## WRITTEN TASK
Resume the forum thread about the Brownhills motorhome dealer from where it stops.

## SOURCE DOCUMENT
-- Start --
Just read all your posts regarding Brownhills .We've had major problems with Brownhills ,we brought a new M/H after having a very bad accident in 2006 ,went to Brownhills Cannock.big mistake had nothing but trouble to much to go into but somuch so that in the end the service manager would not return our calls.In the end i e-mailed the make Lunar who are being most helpful and trying to sort out the problems.Some of you might think we are being to fussy but when you've paid a lot of money things should be right and if its not you should not get the run around because Brownhills whom ever you speak to never wright anything down so when you get back to them they dont know what your talking about.The morell of this tale stay away from Brownhills Cannock ,and i agree Alan the guy who shows you how every thing works is the best person there and the only one who cares.


----------



## Telstar (Dec 3, 2007)
-- End --
## ENTRIES SUPPLIED
-- Start --
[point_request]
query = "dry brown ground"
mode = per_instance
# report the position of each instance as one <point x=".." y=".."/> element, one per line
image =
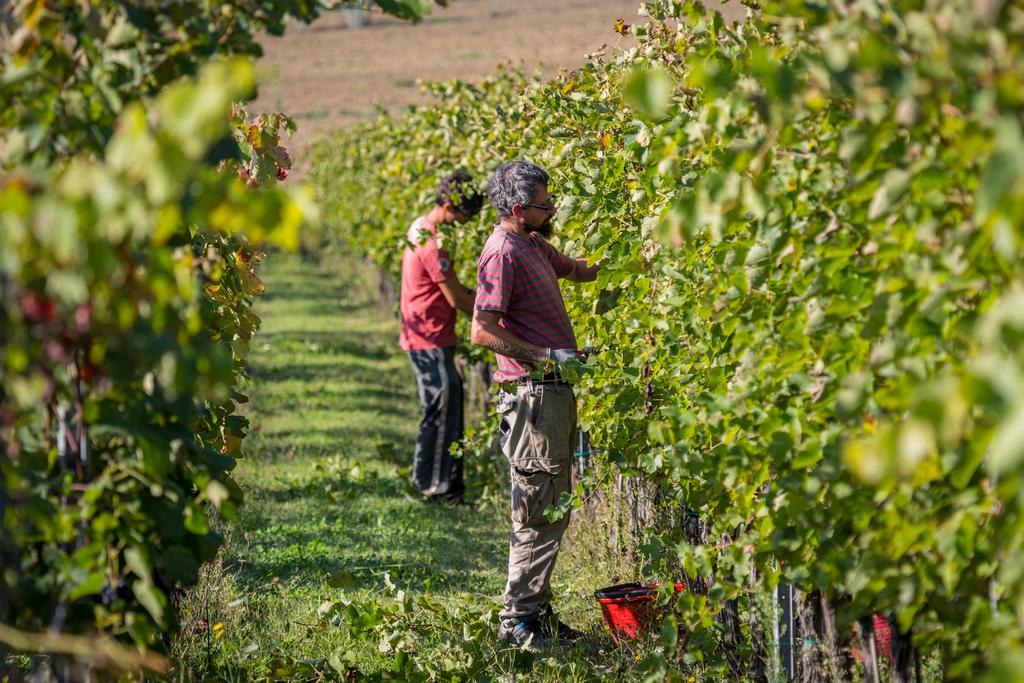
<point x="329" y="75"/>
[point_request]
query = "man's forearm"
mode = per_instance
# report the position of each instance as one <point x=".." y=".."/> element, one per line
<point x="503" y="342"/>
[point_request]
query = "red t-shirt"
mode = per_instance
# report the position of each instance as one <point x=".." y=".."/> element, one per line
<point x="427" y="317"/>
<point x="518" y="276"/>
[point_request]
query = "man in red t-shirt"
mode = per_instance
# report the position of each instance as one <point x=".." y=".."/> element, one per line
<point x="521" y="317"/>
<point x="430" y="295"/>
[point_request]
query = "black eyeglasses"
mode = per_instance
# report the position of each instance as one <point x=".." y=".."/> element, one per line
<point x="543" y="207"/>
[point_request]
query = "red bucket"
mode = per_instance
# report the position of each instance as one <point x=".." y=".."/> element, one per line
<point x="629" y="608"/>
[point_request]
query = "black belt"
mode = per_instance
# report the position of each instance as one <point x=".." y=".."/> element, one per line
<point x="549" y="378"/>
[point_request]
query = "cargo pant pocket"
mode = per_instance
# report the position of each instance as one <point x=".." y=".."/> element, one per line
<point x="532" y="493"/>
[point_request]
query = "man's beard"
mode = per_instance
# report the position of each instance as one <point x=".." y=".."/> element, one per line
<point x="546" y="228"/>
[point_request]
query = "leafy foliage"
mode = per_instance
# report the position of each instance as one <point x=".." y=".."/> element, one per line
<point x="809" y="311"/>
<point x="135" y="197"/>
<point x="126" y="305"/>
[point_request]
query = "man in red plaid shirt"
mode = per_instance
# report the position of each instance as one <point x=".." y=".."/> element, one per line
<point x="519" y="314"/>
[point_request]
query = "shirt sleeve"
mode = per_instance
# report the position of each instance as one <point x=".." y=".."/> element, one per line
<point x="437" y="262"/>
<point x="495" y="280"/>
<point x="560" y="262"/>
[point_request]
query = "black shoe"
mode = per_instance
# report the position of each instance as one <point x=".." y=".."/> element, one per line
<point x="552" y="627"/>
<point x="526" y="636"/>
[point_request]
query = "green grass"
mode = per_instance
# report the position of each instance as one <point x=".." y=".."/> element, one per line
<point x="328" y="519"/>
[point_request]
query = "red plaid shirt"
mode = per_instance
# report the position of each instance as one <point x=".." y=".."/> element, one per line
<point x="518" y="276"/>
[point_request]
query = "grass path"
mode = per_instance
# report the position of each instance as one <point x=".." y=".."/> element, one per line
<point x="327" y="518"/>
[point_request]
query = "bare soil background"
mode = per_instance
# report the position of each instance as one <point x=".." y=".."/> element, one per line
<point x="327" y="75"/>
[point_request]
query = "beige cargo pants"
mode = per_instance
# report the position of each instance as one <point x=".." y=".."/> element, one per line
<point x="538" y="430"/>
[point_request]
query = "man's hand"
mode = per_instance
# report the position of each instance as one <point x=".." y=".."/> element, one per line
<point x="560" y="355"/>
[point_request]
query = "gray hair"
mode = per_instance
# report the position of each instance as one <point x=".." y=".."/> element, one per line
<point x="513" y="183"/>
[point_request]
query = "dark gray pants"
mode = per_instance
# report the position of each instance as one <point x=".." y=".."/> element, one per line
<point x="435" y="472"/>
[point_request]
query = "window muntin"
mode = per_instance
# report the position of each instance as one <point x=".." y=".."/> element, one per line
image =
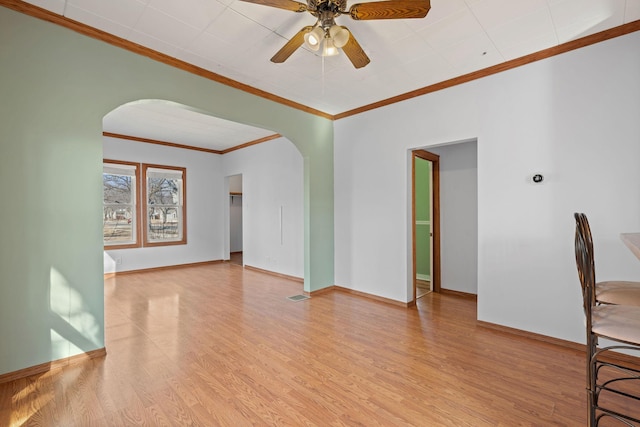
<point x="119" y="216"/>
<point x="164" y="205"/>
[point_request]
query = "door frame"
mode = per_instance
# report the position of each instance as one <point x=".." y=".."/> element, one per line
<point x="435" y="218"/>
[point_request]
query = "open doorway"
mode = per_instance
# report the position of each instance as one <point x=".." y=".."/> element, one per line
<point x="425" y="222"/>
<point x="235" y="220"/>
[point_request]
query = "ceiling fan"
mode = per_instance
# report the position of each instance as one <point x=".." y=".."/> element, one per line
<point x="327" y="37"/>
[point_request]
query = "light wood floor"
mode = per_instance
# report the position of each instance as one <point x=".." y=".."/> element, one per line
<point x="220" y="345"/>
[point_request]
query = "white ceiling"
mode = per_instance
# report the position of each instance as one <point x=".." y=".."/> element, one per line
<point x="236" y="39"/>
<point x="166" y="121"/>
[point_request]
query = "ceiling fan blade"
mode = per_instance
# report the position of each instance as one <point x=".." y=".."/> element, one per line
-- End --
## THE RESULT
*Brownhills - Newark*

I was with friends this weekend and they told me that their motorhome had just been in for its 3rd habitation service and they asked Brownhills to have a look at 3 minor things, for example split/broken column on a downlighter.  Brownhills charged them 15 mins labour for each item.  They also said that Brownhills were proud of their £70 per hour labour charge!  In addition the motorhome is on an Alko chassis having a double floor and the service man left the locker doors not only unlocked, but physically open so anyone could have helped themselves to the contents in the floor space.  Evidently you usually have to wait 3-4 weeks to book it in, but Brownhills offered a date 4 days away and actually completed the work on an earlier date (they take the MH down and leave it, collecting later).  Is Brownhills losing custom or is it a very slack period for them?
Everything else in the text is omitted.